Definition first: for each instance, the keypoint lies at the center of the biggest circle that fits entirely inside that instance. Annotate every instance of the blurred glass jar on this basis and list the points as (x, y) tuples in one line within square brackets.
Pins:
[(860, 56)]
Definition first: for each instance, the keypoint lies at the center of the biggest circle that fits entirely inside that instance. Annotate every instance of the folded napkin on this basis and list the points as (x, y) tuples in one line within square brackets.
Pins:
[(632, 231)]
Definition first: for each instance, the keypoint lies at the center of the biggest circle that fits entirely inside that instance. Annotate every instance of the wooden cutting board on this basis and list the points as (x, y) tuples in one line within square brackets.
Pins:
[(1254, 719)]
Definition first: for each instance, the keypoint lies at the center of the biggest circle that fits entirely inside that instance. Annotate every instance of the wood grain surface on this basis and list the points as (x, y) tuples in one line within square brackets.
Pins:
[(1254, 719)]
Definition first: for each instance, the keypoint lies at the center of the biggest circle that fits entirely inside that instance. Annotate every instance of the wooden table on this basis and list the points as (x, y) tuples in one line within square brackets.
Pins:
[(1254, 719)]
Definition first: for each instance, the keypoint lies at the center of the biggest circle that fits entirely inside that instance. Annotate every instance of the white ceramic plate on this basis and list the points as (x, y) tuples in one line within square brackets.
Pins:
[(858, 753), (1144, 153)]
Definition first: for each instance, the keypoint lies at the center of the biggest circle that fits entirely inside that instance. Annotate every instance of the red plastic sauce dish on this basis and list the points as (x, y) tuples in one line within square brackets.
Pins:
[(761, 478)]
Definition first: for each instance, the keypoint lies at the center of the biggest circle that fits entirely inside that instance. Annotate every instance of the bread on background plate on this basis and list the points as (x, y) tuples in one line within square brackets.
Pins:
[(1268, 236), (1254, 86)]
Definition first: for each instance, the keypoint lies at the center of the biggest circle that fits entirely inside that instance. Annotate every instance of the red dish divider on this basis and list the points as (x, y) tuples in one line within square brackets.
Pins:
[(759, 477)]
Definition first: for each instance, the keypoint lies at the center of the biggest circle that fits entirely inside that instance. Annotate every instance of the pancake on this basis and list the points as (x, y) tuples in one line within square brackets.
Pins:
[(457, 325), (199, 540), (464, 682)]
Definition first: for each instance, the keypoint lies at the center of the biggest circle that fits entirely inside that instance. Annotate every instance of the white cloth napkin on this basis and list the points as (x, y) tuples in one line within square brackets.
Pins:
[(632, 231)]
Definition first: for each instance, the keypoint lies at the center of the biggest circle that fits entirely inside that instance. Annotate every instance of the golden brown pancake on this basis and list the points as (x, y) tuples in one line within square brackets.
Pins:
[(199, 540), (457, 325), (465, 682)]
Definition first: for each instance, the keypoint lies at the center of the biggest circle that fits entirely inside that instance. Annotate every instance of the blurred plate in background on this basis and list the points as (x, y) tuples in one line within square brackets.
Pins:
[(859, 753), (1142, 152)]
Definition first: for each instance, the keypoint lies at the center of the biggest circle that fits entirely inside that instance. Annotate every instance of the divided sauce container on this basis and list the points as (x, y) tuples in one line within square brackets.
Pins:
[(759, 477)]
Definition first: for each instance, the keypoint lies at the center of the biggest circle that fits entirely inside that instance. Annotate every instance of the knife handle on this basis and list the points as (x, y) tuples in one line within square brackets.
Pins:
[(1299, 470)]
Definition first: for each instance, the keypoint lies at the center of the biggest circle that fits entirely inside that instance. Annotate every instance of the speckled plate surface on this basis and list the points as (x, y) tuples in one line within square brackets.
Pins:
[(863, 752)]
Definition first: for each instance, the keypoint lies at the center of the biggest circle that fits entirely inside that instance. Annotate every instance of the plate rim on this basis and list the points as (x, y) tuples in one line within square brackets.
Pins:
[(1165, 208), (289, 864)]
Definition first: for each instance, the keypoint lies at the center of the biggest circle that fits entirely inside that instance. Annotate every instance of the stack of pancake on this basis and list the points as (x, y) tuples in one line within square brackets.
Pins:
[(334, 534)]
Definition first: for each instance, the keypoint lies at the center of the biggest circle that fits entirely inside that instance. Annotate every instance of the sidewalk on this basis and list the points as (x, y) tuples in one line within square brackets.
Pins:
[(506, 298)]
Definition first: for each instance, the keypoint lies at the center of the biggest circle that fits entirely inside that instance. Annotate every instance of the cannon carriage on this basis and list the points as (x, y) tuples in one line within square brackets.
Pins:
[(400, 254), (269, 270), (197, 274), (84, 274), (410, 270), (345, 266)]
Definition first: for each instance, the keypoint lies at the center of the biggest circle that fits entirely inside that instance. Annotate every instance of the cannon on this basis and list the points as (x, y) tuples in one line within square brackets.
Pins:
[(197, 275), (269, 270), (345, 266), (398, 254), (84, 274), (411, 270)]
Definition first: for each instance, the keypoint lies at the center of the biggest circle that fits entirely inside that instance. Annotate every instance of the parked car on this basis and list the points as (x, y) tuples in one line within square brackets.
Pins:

——————

#### Prompt:
Would you give the material above again, complete and exact?

#### Problem solution:
Definition first: for each instance, the keypoint lies at the center of the biggest circle that fits entirely inside that instance. Annotate every instance of the blurred glass jar on this basis and list the points as (x, y) tuples in one line within square brackets.
Pins:
[(860, 56)]
Definition first: for each instance, the keypoint lies at the center of the biggest circle that fits entirely inside that instance. Annotate every instance of the folded napkin on this basis and list the points as (x, y) tuples in one line within square brackets.
Pins:
[(632, 231)]
Definition first: for each instance, the keypoint lies at the center of the biggest circle that fits entirely inside that instance. Annotate every instance of the wooden cutting board on this basis and list the points as (x, y) tuples in one line within square brackets.
Pins:
[(1254, 719)]
Definition first: for each instance, the keypoint lies at the center of the biggest circle that fits entirely inside that instance. Annotate every instance of the wood grain surface on this basis and list the points as (x, y) tuples in one line within square brackets.
Pins:
[(1254, 719)]
Definition first: for each instance, the keypoint lies at the center of the biggest circle that fits entirely inside that instance. Annotate every instance of the wooden table on this basis and list the points as (x, y) tuples in one line within square brackets.
Pins:
[(1254, 719)]
Definition first: for each instance, the keypoint lies at the center of the biggest circle that fits entirely inside that instance. Annotate every instance of the white ceramic plate on this basis and list the points as (x, y) tuples in one line within square brackets.
Pins:
[(858, 753), (1144, 153)]
Definition first: for each instance, the keypoint lies at the center of the biggest circle that fits entirely inside that instance. Annotate every instance of the red plastic sauce dish on this basis and list the points as (x, y) tuples in one line within square brackets.
Pins:
[(761, 478)]
Definition first: for each instance, the keypoint lies at the center of the biggest circle that fits entirely inside that instance. Annotate every instance of the bread on background plate on this basis and list the points as (x, y) tuples in one line within square brackets.
Pins:
[(1268, 236), (1254, 86)]
Definition first: for each instance, the keypoint lies at the center of the biggest circle that fits entirely inside that instance. Annotate every instance of the red dish divider on this basis and list the points as (x, y) tuples in one line within square brackets.
Pins:
[(759, 477)]
Definition first: for each instance, the keypoint lies at the center of the biggest circle that fits entirely inside that instance. Annotate every instance of the pancake on this basis and list the points as (x, y) tuples in one line within square brackets.
Pins:
[(457, 325), (199, 540), (464, 682)]
Definition first: for each instance, the keypoint lies at the center of the biggest circle that fits entirely inside that instance. Annotate every instance of the white cloth napkin on this basis and list the points as (x, y) tuples in one line within square brackets.
Pins:
[(632, 231)]
Definition first: for each instance, the keypoint lies at the center of the biggest circle that fits entirely inside that instance. Annotate every instance of the golden brown pancake on this basis and list the points as (x, y) tuples in one line within square brackets.
Pins:
[(199, 540), (457, 325), (465, 682)]
Definition first: for each instance, the keypoint lies at the center of the biggest circle that fits entirely inside that instance. Annotate every instance of the blurred plate in background on this basis and list the points as (x, y) tuples in one line within square brackets.
Pins:
[(859, 753), (1142, 152)]
Definition first: for each instance, the keypoint lies at the center of the biggest circle that fits entirely inside that instance. Annotate every instance of the divided sauce container on this basis and list the points as (x, y) tuples in one line within square brackets.
Pins:
[(759, 477)]
Definition first: for each instance, the keypoint lies at the center of the biggest circle that fits entirely inside that instance. Annotate every instance of the knife handle on this basis and list the points as (x, y) tuples in one line within square brackets.
Pins:
[(1299, 470)]
Definition first: for each instance, the keypoint lies at the center of the biggest circle that fits entirely inside that instance. Annotate every instance of the speckled plate surface on this basis and list the points as (x, y) tuples in one line within square brackets.
Pins:
[(863, 752)]
Definition first: for each instance, the keypoint lies at the center of the biggest circle that fits entirely inside that instance. Annotate every instance of the plate rim on this basis and list the points as (x, y) tuples in one line within square brackets.
Pins:
[(1165, 208), (289, 864)]
Definition first: for each instance, the keypoint lies at the center of the biggest circle that fits entirely inside that instance. Annotate every instance of the stack of pancake on this basis and list the points as (x, y) tuples in one line within square brackets.
Pins:
[(334, 534)]
Definition first: for each instance, the keypoint lies at the center of the biggest circle that fits entirely inside that instance. Annotate every instance of the sidewalk on this basis and list the points as (x, y) tuples in one line within square brackets.
Pins:
[(506, 298)]
Definition first: for each instance, the keypoint lies at the center of the biggest circle that fits entirely inside that instance. Annotate every instance of the cannon carriage on this basis and list the points as (x, y) tuples in one line within square brackets.
Pins:
[(400, 254), (269, 270), (197, 274), (84, 274), (410, 270), (345, 266)]
Definition first: for each instance, the keypoint lies at the center of the biggest circle that fits entirely inside that instance. Annotate every instance of the cannon on this basis and list the points as (x, y) tuples in one line within square brackets.
Pins:
[(197, 275), (269, 270), (345, 266), (398, 254), (84, 274), (411, 270)]
Definition first: for each instance, the keypoint lies at the center of the biggest circle that fits entirely inside that instance. Annotate every instance of the parked car on this basis and list the points as (x, y) tuples in one line within square brackets.
Pins:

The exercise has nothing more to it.